**Request 1**
From the drill chuck thread, copy word for word the part that opens with the words containing "I used to have" and closes with "for the mill.".
**Request 2**
In the drill chuck thread, condense the paragraph beginning "I have a 12x36 lathe" into a short bulleted list that keeps its main facts.
**Request 3**
Answer these from the drill chuck thread:
(a) Which chuck model did darkzero get without an arbor?
(b) Which chuck did rmack898 put on the lathe in place of the 18N?
(c) What does rmack898 recommend darkzero do?

**Supplied text**
# 3/4" Capacity Drill Chuck: Lathe or Mill?



## darkzero (Feb 5, 2015)

I can't decide & would like your guys' input. I scored a very nice USA made Jacobs 18N with no arbor. I never needed a drill chuck with more than 5/8" capacity. What should I get an arbor for, lathe tailstock (MT3) or the mill (R8)? What would I might ever need it for, reamers?

I have a 12x36 lathe & a RF-45 style bench mill. For the lathe I have a 5/8" keyless chuck & a 14N (1/2"). For the mill I have a 1/2" keyless chuck (R8), 14N (R8), & another 14N (1/2" straight arbor). I thought about getting a 5/8" straight arbor for the 18N but it seems kind of puny for it, 3/4"+ straight seems to be the norm for the 18N for straight arbors which I don't want. I was leaning towards MT3 for the lathe but now I'm thinking about going with a R8 arbor. What do you guys think & why?


----------



## rmack898 (Feb 5, 2015)

I used to have an 18N on my lathe (MT2) but I replaced it with a 16N and it handles 90% of my needs for a tail stock chuck, but sometimes I need to put the 18N that now lives on a drill press back on the lathe. I have an. 18N (R8) that stays with the mill and I have never needed any other chuck for the mill. 

I vote for getting another 18N and making both machines happy.


----------



## darkzero (Feb 5, 2015)

**Dataset extract**
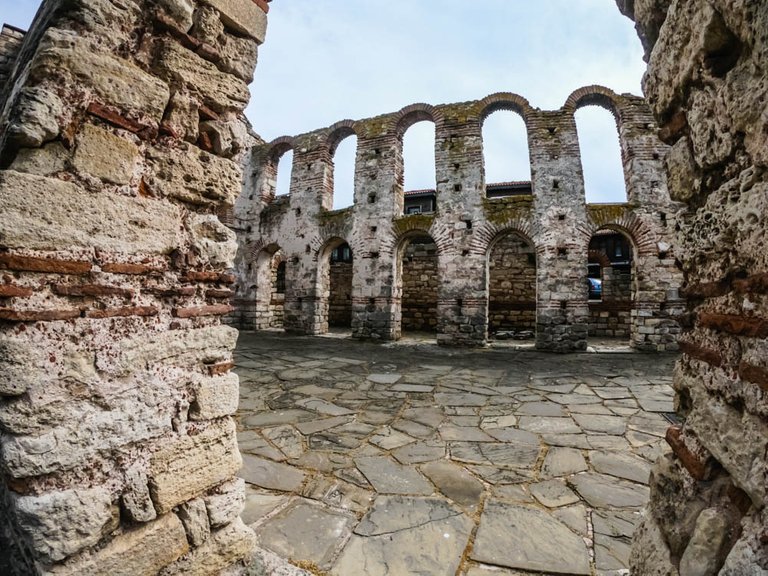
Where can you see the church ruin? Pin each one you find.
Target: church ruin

**Worked solution 1**
I used to have an 18N on my lathe (MT2) but I replaced it with a 16N and it handles 90% of my needs for a tail stock chuck, but sometimes I need to put the 18N that now lives on a drill press back on the lathe. I have an. 18N (R8) that stays with the mill and I have never needed any other chuck for the mill.

**Worked solution 2**
- Machines: a 12x36 lathe and an RF-45 style bench mill.
- Lathe chucks: a 5/8" keyless chuck and a 14N (1/2").
- Mill chucks: a 1/2" keyless chuck (R8), a 14N (R8), and another 14N on a 1/2" straight arbor.
- A 5/8" straight arbor for the 18N was considered but seems too small. Straight arbors for the 18N are usually 3/4" or larger, which the poster doesn't want.
- The poster first leaned toward an MT3 arbor for the lathe but is now considering an R8 arbor, and asks for others' views and reasons.

**Worked solution 3**
(a) A USA-made Jacobs 18N.
(b) A 16N.
(c) Get another 18N so both machines are covered.